• [SET PROBLEM 1] In the article on Nigeria's unemployment, how many hours a week has the NBS used to define those who are employed?
• [SET PROBLEM 2] Check each statement against the article on Nigeria's unemployment, answering yes or no and quoting the words that decide it: (a) Under the ILO definition, someone who works one hour a week counts as fully employed. (b) The review committee was made up of foreign consultants. (c) The official unemployment figure is far above what the average person expects.
• [SET PROBLEM 3] From the article on Nigeria's unemployment, write out the passage starting with "The work of" and going on through "than NBS' benchmark.".

• [SUPPLIED TEXT]
Understanding Nigeria's unemployment situation|TheCitizen
The issue of unemployment is a highly sensitive issue in Nigeria and what the various arms of governments are doing or not doing to address the problem are always in the news. Ask an average Nigerian what he thinks is the rate of unemployment in Nigeria and you can be sure to get an answer that puts the ratio quite high. You then get the official figure of unemployment and it is far below the average man's expectation. In view of the generally perceived high level of unemployment in the country, even the educated class often doubts the accuracy of the official figure.
Therefore, accurate statistical data underscores its importance for national planning and effective policy making in any economy. Labour statistics are the critical data that government needs to address the problem of unemployment, which is a key social problem that human societies around the world have continued to struggle with. The policies and measures that government will adopt and how effective they will largely depend on the accuracy of the employment data available.
It is in the light of this situation that the National Bureau of Statistics [NBS] has taken steps to shed a light of understanding of Nigeria's real unemployment situation. The bureau first set up the Review of Unemployment Statistics Committee made up of renowned experts drawn from various government agencies to review the methodology of employment data computations. The committee has since concluded its work, which has taken into consideration Nigeria's peculiar situation while adopting positions in tandem with internationally accepted standards.
The work of the committee, which has now been adopted by NBS have revealed very important aspects of the unemployment situation in Nigeria. International Labour Organisation [ILO] defines unemployment in terms of hours worked a week and anyone who works as low as one hour a week is assumed to be fully employed. Against the ILO's one hour a week, NBS has since been using 40 hours a week to define those that are employed. This means that unemployment situation in Nigeria would have been far less under ILO's definition than NBS' benchmark.

Items from a labeling collection
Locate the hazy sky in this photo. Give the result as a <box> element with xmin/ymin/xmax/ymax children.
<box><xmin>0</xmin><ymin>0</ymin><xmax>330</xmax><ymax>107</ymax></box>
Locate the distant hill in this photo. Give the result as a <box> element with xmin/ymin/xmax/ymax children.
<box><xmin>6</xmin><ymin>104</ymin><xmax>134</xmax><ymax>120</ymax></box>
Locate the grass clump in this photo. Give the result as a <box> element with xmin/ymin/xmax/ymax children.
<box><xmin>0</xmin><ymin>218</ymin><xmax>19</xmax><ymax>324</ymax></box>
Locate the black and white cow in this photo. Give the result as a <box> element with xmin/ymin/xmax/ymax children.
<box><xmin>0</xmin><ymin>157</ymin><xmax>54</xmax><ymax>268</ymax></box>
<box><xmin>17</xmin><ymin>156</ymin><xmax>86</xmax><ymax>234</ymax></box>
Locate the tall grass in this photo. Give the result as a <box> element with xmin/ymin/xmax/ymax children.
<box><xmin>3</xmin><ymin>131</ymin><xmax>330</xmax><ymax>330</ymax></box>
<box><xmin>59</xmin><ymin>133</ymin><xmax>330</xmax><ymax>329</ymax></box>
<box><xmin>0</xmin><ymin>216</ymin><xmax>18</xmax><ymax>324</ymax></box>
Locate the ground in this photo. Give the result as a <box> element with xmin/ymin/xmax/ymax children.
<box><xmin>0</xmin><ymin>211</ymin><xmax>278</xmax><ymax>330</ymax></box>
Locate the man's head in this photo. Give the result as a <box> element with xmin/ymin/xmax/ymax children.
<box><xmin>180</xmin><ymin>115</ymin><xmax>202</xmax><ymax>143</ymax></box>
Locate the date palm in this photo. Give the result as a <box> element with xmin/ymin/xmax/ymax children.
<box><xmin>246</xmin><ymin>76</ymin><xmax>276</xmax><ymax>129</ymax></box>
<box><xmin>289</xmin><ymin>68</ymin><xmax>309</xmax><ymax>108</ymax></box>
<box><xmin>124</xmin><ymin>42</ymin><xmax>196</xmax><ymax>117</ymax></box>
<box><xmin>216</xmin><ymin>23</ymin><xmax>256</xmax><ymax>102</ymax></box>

• [WORKED SOLUTION 1] 40 hours a week.

• [WORKED SOLUTION 2]
(a) Yes: "anyone who works as low as one hour a week is assumed to be fully employed."
(b) No: "made up of renowned experts drawn from various government agencies."
(c) No: "it is far below the average man's expectation."

• [WORKED SOLUTION 3]
The work of the committee, which has now been adopted by NBS have revealed very important aspects of the unemployment situation in Nigeria. International Labour Organisation [ILO] defines unemployment in terms of hours worked a week and anyone who works as low as one hour a week is assumed to be fully employed. Against the ILO's one hour a week, NBS has since been using 40 hours a week to define those that are employed. This means that unemployment situation in Nigeria would have been far less under ILO's definition than NBS' benchmark.